→ DOCUMENT TEXT
--------------------------------------------------

In the current study, clinical decompensation in cirrhotic patients was associated with a higher risk of HCC, while patients with hyperlipidemia had a lower risk of HCC. It is clear that more advanced liver disease had a higher risk of clinical decompensation and liver related complications. The protective effect of hyperlipidemia against the development of HCC could be related to better liver function or the likelihood that these patients were more likely to be on a statin.

The racial differences reported in the prevalence of NAFLD [28] may explain, in part, the variation in risk of HCC development in NAFLD patients in the present study and prior reports [10]. Our observation in this large cohort of NAFLD patients shows that a lower risk of HCC in cirrhotic African Americans and both cirrhotic and non-cirrhotic non-Hispanic whites, compared with Hispanics with cirrhosis. However, it is possible that ethnicity, health behavior, and socioeconomic status are correlated and prospective studies in large cohorts are required to dissect the contribution of ethnicity to the risk of HCC in NAFLD.

Despite the increasing risk of HCC observed in obese patients in the general population [29] and other chronic liver diseases [30, 31], obesity and morbid obesity were not independently associated with HCC in NAFLD patients in our study and was consistent with the data reported from a previous longitudinal study [10]. One potential explanation may be the association of obesity with both NAFLD and HCC.

--------------------------------------------------

→ EXERCISE DETAILS
From the passage on HCC risk, reproduce the stretch that opens with the words containing "In the current" and closes with "on a statin.", copying it verbatim. The records have no connection to the passage on HCC risk.

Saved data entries

--------------------------------------------------

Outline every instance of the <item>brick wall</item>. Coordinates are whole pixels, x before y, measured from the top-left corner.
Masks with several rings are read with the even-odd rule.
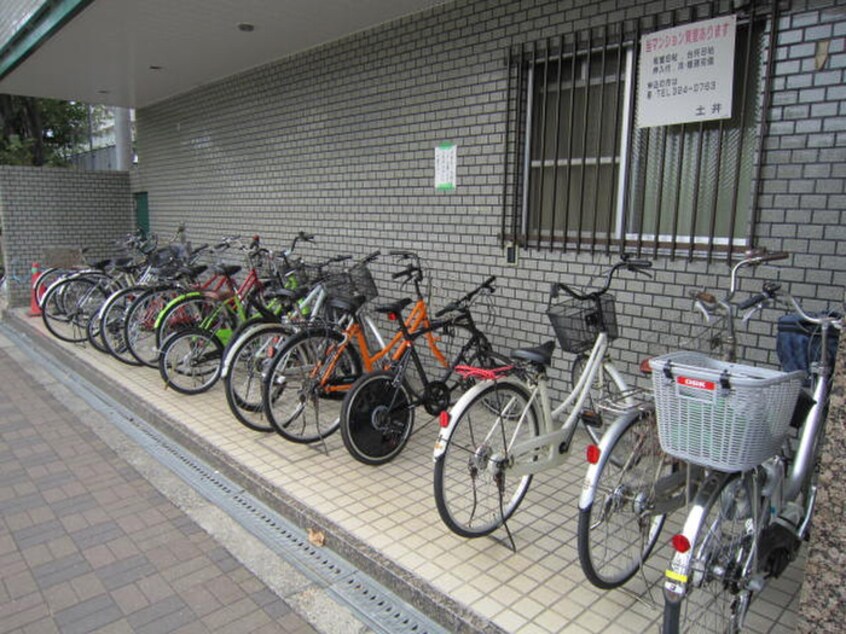
[[[6,267],[27,280],[32,263],[49,264],[54,249],[88,247],[88,257],[107,257],[133,229],[129,176],[0,166],[0,217]],[[10,305],[29,302],[25,283],[10,283],[8,294]]]
[[[426,257],[435,303],[499,278],[497,343],[552,336],[549,282],[584,283],[603,256],[500,248],[505,49],[561,32],[648,16],[684,1],[455,2],[141,110],[140,175],[153,228],[186,222],[194,242],[258,232],[279,246],[300,229],[315,256],[413,248]],[[762,155],[760,244],[794,255],[780,279],[816,309],[846,283],[843,87],[846,2],[794,2],[779,23],[771,134]],[[815,70],[816,42],[830,57]],[[433,188],[434,148],[458,145],[458,188]],[[400,290],[377,266],[384,296]],[[616,358],[636,374],[688,291],[726,286],[726,264],[659,259],[651,280],[616,285]],[[774,276],[760,271],[758,278]],[[756,290],[747,280],[742,289]],[[753,322],[747,356],[775,362],[772,318]],[[565,363],[558,362],[558,367]]]

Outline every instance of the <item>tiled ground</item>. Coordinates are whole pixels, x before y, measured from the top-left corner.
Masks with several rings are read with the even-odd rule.
[[[43,332],[40,320],[27,323]],[[91,348],[67,348],[232,460],[505,630],[527,634],[658,629],[667,546],[656,550],[648,569],[624,590],[595,589],[579,566],[576,503],[585,471],[583,438],[563,468],[535,477],[510,523],[515,554],[502,541],[502,531],[495,538],[466,540],[441,523],[432,494],[434,422],[419,424],[394,462],[368,467],[347,454],[337,434],[324,448],[248,430],[230,415],[219,386],[204,395],[183,396],[166,391],[154,370],[122,365]],[[422,421],[418,417],[418,423]],[[672,527],[665,531],[664,537]],[[749,631],[793,631],[801,581],[802,566],[794,565],[771,584],[753,605]]]
[[[45,389],[25,371],[5,341],[0,632],[315,632],[83,424],[55,383]]]

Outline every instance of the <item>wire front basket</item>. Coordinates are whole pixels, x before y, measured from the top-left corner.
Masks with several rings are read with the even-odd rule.
[[[594,299],[568,299],[552,306],[546,314],[565,352],[579,354],[590,350],[603,330],[609,341],[618,336],[614,297],[607,293],[598,303]]]
[[[695,352],[650,359],[661,448],[720,471],[751,469],[781,449],[802,372],[716,361]]]
[[[350,269],[350,280],[352,281],[352,287],[356,295],[364,295],[367,301],[379,297],[379,289],[376,288],[373,275],[365,263],[356,264]]]

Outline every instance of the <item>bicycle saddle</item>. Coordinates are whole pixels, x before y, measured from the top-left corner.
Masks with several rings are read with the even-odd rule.
[[[292,302],[297,301],[298,299],[302,299],[306,295],[308,295],[309,289],[300,287],[296,290],[291,290],[289,288],[271,288],[264,292],[265,299],[285,299],[290,300]]]
[[[214,267],[214,270],[221,275],[225,275],[226,277],[232,277],[238,271],[241,270],[241,267],[237,264],[218,264]]]
[[[512,350],[511,358],[548,367],[552,363],[553,352],[555,352],[555,340],[550,339],[546,343],[535,346],[534,348],[518,348],[517,350]]]
[[[135,261],[130,257],[120,257],[112,260],[112,266],[116,269],[129,270],[135,268]]]
[[[335,308],[345,313],[354,313],[366,301],[367,298],[364,295],[356,295],[355,297],[330,297],[326,304],[330,308]]]
[[[399,299],[395,302],[391,302],[390,304],[382,304],[380,306],[376,306],[373,308],[374,311],[377,313],[396,313],[397,315],[402,313],[402,309],[408,306],[411,303],[411,298],[406,297],[405,299]]]

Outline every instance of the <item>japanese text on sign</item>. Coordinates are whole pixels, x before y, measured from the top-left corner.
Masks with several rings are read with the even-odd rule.
[[[455,169],[458,153],[454,143],[442,143],[435,148],[435,189],[455,189]]]
[[[736,24],[729,15],[641,38],[639,128],[731,117]]]

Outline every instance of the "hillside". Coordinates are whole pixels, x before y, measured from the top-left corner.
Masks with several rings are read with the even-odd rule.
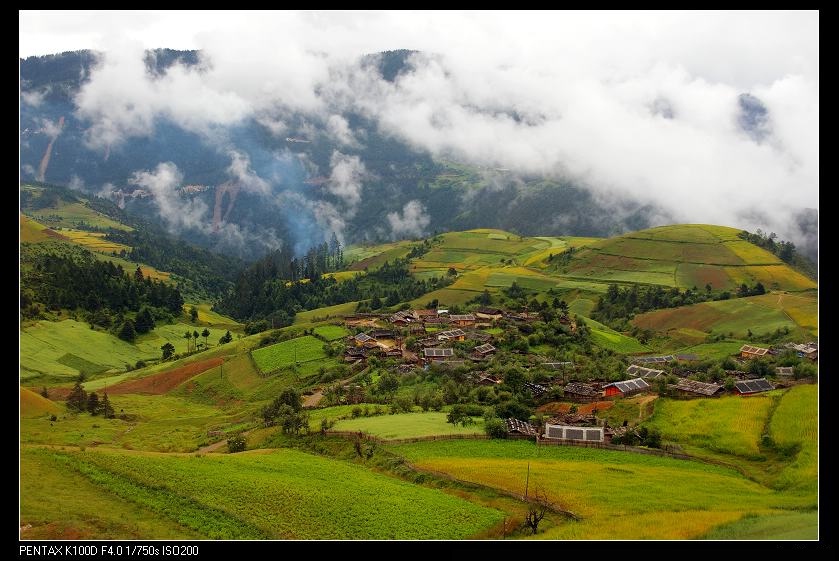
[[[739,232],[701,224],[641,230],[589,245],[558,272],[578,280],[679,288],[734,290],[757,282],[771,290],[816,287],[772,253],[739,238]]]

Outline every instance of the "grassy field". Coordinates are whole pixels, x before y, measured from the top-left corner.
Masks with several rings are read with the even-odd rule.
[[[44,415],[57,414],[61,407],[27,388],[20,388],[20,416],[21,417],[42,417]]]
[[[75,228],[81,225],[95,228],[113,228],[130,231],[132,228],[121,224],[104,214],[96,212],[84,203],[61,202],[57,208],[46,208],[31,213],[42,224],[50,228]]]
[[[338,421],[334,430],[361,431],[379,438],[414,438],[417,436],[436,436],[443,434],[483,434],[484,420],[473,419],[474,424],[462,427],[446,422],[446,413],[399,413],[378,417],[359,417]]]
[[[209,538],[458,539],[503,519],[441,491],[294,450],[33,454]]]
[[[61,235],[73,243],[86,247],[90,251],[106,254],[119,253],[123,250],[126,252],[131,251],[131,247],[127,245],[106,240],[103,232],[86,232],[84,230],[64,228],[61,230]]]
[[[340,325],[319,325],[315,327],[314,333],[327,341],[337,341],[350,335],[350,332]]]
[[[815,540],[819,537],[818,512],[747,514],[703,536],[707,540]]]
[[[253,351],[251,355],[256,366],[263,373],[326,357],[326,353],[323,352],[323,341],[311,335],[263,347]]]
[[[151,509],[103,492],[52,454],[24,447],[20,455],[21,539],[200,539]],[[31,527],[29,527],[31,526]]]
[[[690,328],[745,337],[749,330],[760,335],[786,327],[816,335],[817,313],[815,297],[765,294],[656,310],[639,314],[633,323],[660,333]]]
[[[748,398],[659,399],[647,425],[665,440],[689,443],[725,454],[756,458],[763,426],[772,407],[766,394]]]
[[[419,442],[390,449],[419,468],[521,495],[529,467],[531,491],[545,492],[582,518],[549,529],[544,538],[691,539],[749,512],[812,503],[767,489],[730,469],[618,451],[494,440]]]
[[[596,241],[577,252],[565,276],[732,290],[760,281],[768,289],[807,290],[814,281],[739,238],[739,230],[704,224],[664,226]]]
[[[637,339],[618,333],[600,322],[589,318],[584,318],[584,321],[591,328],[592,341],[604,349],[625,354],[646,353],[651,350],[646,345],[639,343]]]
[[[769,424],[775,444],[789,450],[794,460],[784,466],[774,485],[815,492],[818,481],[818,386],[789,389],[781,398]]]

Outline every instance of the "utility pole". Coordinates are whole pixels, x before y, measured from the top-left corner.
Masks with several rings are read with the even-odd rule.
[[[524,498],[527,500],[527,491],[530,487],[530,462],[527,462],[527,478],[524,480]]]

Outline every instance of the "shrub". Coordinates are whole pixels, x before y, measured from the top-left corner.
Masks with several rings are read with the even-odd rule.
[[[231,436],[227,439],[227,451],[231,454],[234,452],[245,451],[245,437],[241,434]]]

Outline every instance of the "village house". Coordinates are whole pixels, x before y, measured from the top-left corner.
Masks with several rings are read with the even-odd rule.
[[[643,378],[645,380],[654,380],[666,376],[664,370],[655,370],[653,368],[638,366],[637,364],[630,364],[626,368],[626,373],[629,376],[635,376],[636,378]]]
[[[477,381],[475,383],[479,386],[497,386],[501,383],[501,379],[493,376],[492,374],[487,374],[486,372],[478,372]]]
[[[676,357],[673,355],[636,356],[632,358],[632,362],[635,364],[665,364],[674,360],[676,360]]]
[[[507,434],[509,434],[510,436],[536,438],[536,435],[539,434],[539,431],[536,430],[536,427],[534,427],[530,423],[520,421],[513,417],[504,419],[504,423],[507,425]]]
[[[450,329],[437,333],[438,341],[463,341],[466,339],[466,332],[462,329]]]
[[[548,440],[576,440],[602,443],[605,440],[605,435],[603,427],[559,425],[548,421],[545,424],[544,438]]]
[[[352,340],[353,345],[356,347],[363,347],[368,343],[376,343],[376,340],[373,337],[370,337],[366,333],[359,333],[358,335],[353,335],[350,337]]]
[[[429,364],[431,362],[443,362],[452,358],[454,358],[454,349],[429,348],[422,350],[422,361],[425,364]]]
[[[496,348],[490,345],[489,343],[484,343],[483,345],[478,345],[474,349],[474,354],[478,358],[488,358],[495,354]]]
[[[769,349],[764,349],[763,347],[753,347],[751,345],[743,345],[740,347],[740,358],[760,358],[766,356],[766,353],[769,352]]]
[[[437,319],[437,310],[417,310],[416,311],[417,317],[422,322],[426,322],[430,319]]]
[[[530,392],[535,399],[539,399],[546,393],[548,393],[548,388],[543,386],[542,384],[534,384],[533,382],[525,382],[524,389]]]
[[[768,392],[774,390],[773,386],[766,378],[757,378],[756,380],[740,380],[734,382],[734,391],[738,395],[752,395],[760,392]]]
[[[475,325],[475,316],[472,314],[452,314],[449,316],[449,322],[458,327],[472,327]]]
[[[719,397],[723,394],[723,392],[725,392],[725,388],[719,384],[708,384],[697,380],[688,380],[687,378],[682,378],[675,384],[670,384],[667,387],[678,395],[687,397],[697,395],[701,395],[703,397]]]
[[[787,343],[787,348],[796,351],[798,356],[802,358],[809,358],[810,360],[819,359],[819,346],[817,343]]]
[[[795,374],[792,366],[778,366],[775,368],[775,375],[784,378],[791,378]]]
[[[650,389],[650,385],[643,378],[612,382],[603,386],[604,397],[635,395]]]
[[[571,382],[563,388],[563,395],[572,401],[591,402],[603,397],[603,392],[592,384]]]

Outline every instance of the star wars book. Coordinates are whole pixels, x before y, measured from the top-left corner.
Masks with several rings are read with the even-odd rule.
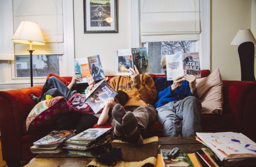
[[[173,81],[185,73],[201,78],[199,52],[166,55],[166,59],[168,81]]]
[[[130,75],[128,69],[136,66],[140,73],[148,72],[148,57],[146,47],[119,50],[116,52],[116,74]]]
[[[170,166],[189,167],[189,164],[183,153],[180,153],[174,159],[168,158],[168,154],[171,150],[161,149],[161,155],[163,164],[165,167]]]
[[[79,72],[77,74],[81,76],[82,78],[81,81],[77,81],[76,83],[88,82],[86,78],[89,77],[90,75],[95,81],[105,78],[99,55],[75,59],[74,61],[75,71]]]

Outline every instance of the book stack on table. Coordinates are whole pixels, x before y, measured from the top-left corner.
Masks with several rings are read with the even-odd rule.
[[[46,136],[34,142],[30,147],[31,151],[34,153],[57,154],[63,148],[61,144],[65,140],[73,136],[75,130],[54,131]]]
[[[95,147],[110,142],[112,128],[89,128],[65,140],[63,148],[68,154],[91,156],[90,149]]]
[[[207,146],[197,151],[206,166],[256,166],[256,143],[242,133],[197,133]],[[203,166],[204,166],[203,165]]]

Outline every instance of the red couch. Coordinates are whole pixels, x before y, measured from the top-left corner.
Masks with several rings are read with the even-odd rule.
[[[210,71],[201,71],[202,77]],[[151,74],[153,79],[162,75]],[[109,79],[113,76],[109,76]],[[70,81],[71,77],[63,77]],[[204,132],[231,131],[241,132],[256,142],[256,82],[223,81],[223,114],[203,115],[201,116]],[[52,130],[55,125],[42,127],[27,133],[25,122],[35,105],[30,95],[40,95],[42,86],[0,91],[0,132],[3,159],[9,167],[19,166],[20,161],[27,161],[36,155],[30,151],[33,142]],[[109,127],[110,124],[106,126]],[[94,127],[97,127],[95,126]],[[162,137],[162,128],[158,122],[147,127],[145,137]]]

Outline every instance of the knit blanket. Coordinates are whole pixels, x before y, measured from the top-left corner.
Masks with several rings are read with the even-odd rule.
[[[120,147],[123,156],[119,158],[115,167],[154,167],[156,163],[158,150],[158,137],[143,139],[143,145],[134,147],[131,144],[119,140],[111,143],[113,148]],[[87,167],[108,167],[108,164],[94,159]]]

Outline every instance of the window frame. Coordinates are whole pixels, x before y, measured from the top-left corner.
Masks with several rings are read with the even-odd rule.
[[[131,48],[142,47],[140,33],[140,0],[130,0],[130,46]],[[199,52],[201,69],[211,69],[210,51],[210,1],[200,0],[201,33],[199,40],[194,43],[195,50]],[[199,43],[198,44],[197,42]],[[191,45],[193,45],[191,43]]]
[[[64,54],[59,55],[59,56],[60,75],[72,76],[74,72],[74,64],[69,62],[73,62],[74,59],[73,1],[62,1]],[[8,25],[7,26],[9,27],[9,30],[11,29],[8,31],[9,31],[8,32],[9,34],[11,33],[13,35],[15,30],[13,29],[12,1],[10,1],[8,3],[2,3],[2,4],[5,6],[3,6],[4,9],[8,9],[9,11],[8,12],[9,14],[4,14],[5,16],[6,16],[5,17],[8,17],[8,19],[5,19],[2,23],[6,24],[5,25]],[[4,14],[3,12],[3,11],[1,12],[1,14]],[[10,29],[9,27],[12,27],[13,29]],[[3,84],[0,84],[0,88],[27,87],[29,85],[30,85],[30,77],[15,77],[16,67],[14,59],[14,43],[12,41],[10,43],[9,40],[11,41],[11,39],[9,38],[4,38],[3,41],[8,42],[8,43],[9,44],[8,47],[11,49],[11,50],[12,50],[11,52],[12,52],[12,53],[11,56],[13,58],[12,60],[9,60],[11,62],[10,63],[10,62],[6,63],[10,63],[11,65],[8,66],[8,69],[5,70],[6,71],[10,72],[9,74],[8,75],[8,77],[9,78],[6,80],[8,83],[4,83]],[[28,51],[28,55],[29,55],[29,53]],[[42,85],[44,83],[45,81],[46,77],[33,77],[34,86]]]

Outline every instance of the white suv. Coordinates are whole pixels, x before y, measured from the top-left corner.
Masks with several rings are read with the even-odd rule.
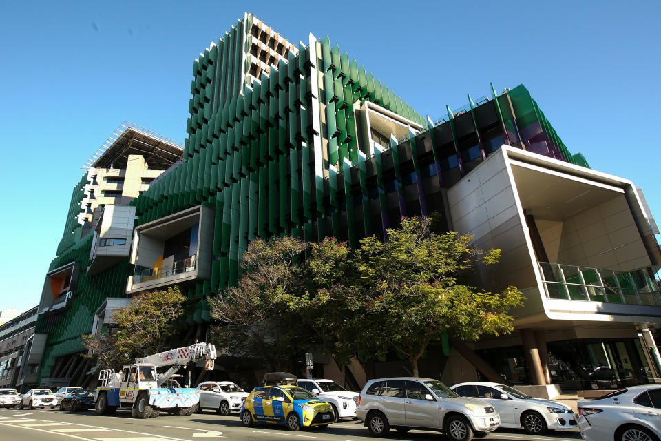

--------------------------------------------------

→ EXERCISE RESULT
In the current study, clinical decompensation in cirrhotic patients was associated with a higher risk of HCC, while patients with hyperlipidemia had a lower risk of HCC. It is clear that more advanced liver disease had a higher risk of clinical decompensation and liver related complications. The protective effect of hyperlipidemia against the development of HCC could be related to better liver function or the likelihood that these patients were more likely to be on a statin.